My Tenth through Eleventh Grade Diary
June 1993 - April 1995
I need my permit. Mom's driving me crazy! NO PUN INTENDED.
FUCK! Today she bought a black and tan pair of those criss-cross "Renaissance" shoes I love, X-cept in size 6--too small. Now, she's lived with me 4 15½ years and a few days, and by now she should know that I have 2 B there. It's hard enough when I'm there! TEE-HEE!
She tried 2 make me shove my foot in but it wouldn't go. the shoe was just 2 fuckin small, OK? Plus I wasn't being difficult Bcuz I'd been begging her 2 find me those particular shoes, she thinks I'm refusing to wear them because I want to be a pain in the ass instead of the real reason. (They hurt like a bitch.)
So we haul ass 2 the store, try to find 6½'s or 7's, no such luck. So mom says I have 2 get something. I tried on everything in the store in my size except 4 ugly ones, impractical ones, and stiles I dislike immensely. That left the rest of the shoes . . . and they didn't fit.
So lindsay the dog wants 2 buy this baby thing 2 put over her bed. Tag says, 75% off! But no tag 2 take 75% off of! Mom asks stupid ass Jesus lady. She says, "75% off whatever the tag says," and mom goes, "There is no tag," she's like "Well, let me check."
Mom looked mad that someone actually thought she'd overlook a price tag that this lady thought she'd find in an extremely obvious place.
So I say, "Now you know how I feel?" meaning that I felt the same way on many occasions in the past when she's done the same to me.

[Entries for locating named things]
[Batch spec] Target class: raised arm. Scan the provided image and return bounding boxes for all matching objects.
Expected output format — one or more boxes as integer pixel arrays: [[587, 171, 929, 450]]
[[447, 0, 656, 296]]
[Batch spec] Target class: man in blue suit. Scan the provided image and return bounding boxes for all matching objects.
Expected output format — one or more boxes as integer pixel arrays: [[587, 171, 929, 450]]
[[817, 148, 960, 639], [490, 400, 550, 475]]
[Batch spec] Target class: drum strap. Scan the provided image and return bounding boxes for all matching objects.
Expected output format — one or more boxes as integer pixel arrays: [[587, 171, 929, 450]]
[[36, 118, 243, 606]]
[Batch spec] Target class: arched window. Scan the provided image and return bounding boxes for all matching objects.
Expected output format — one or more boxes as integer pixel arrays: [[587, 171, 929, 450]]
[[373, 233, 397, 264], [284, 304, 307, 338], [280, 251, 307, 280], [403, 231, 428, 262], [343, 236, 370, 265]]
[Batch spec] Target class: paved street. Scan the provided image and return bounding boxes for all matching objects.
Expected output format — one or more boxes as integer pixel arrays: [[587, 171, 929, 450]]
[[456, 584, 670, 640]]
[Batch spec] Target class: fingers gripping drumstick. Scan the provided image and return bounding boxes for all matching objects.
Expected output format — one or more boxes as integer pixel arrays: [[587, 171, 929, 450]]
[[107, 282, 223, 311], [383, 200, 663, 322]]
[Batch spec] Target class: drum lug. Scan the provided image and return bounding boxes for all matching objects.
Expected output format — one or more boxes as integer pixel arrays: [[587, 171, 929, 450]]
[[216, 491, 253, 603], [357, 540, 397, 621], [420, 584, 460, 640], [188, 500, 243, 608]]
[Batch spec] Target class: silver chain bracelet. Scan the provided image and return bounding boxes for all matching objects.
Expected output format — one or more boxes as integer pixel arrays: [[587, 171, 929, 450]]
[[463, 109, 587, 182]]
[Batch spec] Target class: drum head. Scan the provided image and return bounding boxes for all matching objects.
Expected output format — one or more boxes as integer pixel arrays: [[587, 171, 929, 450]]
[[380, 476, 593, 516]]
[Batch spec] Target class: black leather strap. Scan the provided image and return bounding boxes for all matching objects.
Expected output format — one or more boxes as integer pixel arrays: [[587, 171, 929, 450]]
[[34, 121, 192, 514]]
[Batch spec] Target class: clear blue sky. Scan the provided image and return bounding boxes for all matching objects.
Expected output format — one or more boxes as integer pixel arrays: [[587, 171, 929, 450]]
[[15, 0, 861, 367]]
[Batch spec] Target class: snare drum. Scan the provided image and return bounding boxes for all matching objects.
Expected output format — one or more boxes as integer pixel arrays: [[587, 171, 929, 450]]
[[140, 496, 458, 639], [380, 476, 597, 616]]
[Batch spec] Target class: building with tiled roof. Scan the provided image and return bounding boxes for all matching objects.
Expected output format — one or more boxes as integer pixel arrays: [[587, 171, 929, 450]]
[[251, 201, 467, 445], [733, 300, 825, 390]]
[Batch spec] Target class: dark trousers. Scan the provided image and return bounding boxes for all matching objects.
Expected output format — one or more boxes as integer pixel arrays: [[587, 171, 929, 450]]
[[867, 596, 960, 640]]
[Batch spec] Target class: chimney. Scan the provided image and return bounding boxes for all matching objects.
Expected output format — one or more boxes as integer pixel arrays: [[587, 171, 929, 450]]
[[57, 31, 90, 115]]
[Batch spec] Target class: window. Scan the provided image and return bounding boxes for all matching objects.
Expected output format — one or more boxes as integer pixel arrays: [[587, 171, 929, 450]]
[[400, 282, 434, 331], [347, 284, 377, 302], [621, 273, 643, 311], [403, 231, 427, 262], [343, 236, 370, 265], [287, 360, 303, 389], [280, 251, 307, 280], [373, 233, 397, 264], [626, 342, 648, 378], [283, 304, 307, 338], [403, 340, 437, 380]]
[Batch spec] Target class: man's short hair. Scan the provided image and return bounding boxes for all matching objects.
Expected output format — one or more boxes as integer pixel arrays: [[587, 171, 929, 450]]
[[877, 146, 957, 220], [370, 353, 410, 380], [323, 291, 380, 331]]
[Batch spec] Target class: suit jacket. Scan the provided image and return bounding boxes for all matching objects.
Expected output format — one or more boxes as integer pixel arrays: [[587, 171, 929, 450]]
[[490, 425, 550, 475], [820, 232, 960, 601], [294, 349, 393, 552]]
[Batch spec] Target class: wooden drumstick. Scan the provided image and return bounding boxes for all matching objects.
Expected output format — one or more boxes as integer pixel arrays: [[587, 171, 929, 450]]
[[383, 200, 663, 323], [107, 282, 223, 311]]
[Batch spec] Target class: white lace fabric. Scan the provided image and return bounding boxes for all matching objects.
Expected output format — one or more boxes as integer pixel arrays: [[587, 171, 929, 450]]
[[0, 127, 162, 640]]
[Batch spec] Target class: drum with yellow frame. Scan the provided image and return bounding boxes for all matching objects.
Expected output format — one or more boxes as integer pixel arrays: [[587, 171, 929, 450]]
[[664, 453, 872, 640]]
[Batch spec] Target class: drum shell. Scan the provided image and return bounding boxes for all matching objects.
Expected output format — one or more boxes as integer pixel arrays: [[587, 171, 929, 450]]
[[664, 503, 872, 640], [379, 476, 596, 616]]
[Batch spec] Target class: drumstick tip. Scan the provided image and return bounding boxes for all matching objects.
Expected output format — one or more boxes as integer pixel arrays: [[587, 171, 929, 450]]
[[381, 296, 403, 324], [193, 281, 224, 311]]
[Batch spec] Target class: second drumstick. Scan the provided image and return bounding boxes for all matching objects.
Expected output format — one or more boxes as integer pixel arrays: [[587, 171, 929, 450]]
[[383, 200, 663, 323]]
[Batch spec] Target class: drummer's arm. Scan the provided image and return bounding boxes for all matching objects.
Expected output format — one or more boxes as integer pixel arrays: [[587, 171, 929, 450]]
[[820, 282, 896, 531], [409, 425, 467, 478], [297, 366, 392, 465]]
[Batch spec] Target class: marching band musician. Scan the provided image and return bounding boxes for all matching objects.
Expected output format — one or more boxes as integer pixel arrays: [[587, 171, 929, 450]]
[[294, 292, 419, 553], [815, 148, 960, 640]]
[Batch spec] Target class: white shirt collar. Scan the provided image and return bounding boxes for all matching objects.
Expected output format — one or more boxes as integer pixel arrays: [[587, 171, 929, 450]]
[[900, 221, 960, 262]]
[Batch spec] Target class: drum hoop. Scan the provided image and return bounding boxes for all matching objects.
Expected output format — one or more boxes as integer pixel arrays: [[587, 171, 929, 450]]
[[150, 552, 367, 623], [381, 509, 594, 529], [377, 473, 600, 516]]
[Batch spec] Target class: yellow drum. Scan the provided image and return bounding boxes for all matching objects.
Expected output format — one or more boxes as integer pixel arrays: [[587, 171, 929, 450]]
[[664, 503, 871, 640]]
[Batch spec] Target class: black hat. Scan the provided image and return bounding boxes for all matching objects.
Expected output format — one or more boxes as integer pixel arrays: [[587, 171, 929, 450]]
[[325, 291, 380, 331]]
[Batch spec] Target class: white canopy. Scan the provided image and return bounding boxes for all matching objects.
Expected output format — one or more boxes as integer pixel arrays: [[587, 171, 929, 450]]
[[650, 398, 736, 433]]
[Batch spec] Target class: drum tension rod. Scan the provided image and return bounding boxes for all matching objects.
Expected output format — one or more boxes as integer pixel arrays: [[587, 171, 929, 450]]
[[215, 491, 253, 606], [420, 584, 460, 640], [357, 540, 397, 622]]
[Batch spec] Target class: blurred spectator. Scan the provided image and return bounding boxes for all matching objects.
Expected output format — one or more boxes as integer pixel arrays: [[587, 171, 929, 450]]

__Exercise directions__:
Can you rewrite everything from "So we haul ass" down to "same to me." in the diary, swapping "store" for "mall"? The listing is separate from the diary and unrelated to it.

__Final result__:
So we haul ass 2 the mall, try to find 6½'s or 7's, no such luck. So mom says I have 2 get something. I tried on everything in the mall in my size except 4 ugly ones, impractical ones, and stiles I dislike immensely. That left the rest of the shoes . . . and they didn't fit.
So lindsay the dog wants 2 buy this baby thing 2 put over her bed. Tag says, 75% off! But no tag 2 take 75% off of! Mom asks stupid ass Jesus lady. She says, "75% off whatever the tag says," and mom goes, "There is no tag," she's like "Well, let me check."
Mom looked mad that someone actually thought she'd overlook a price tag that this lady thought she'd find in an extremely obvious place.
So I say, "Now you know how I feel?" meaning that I felt the same way on many occasions in the past when she's done the same to me.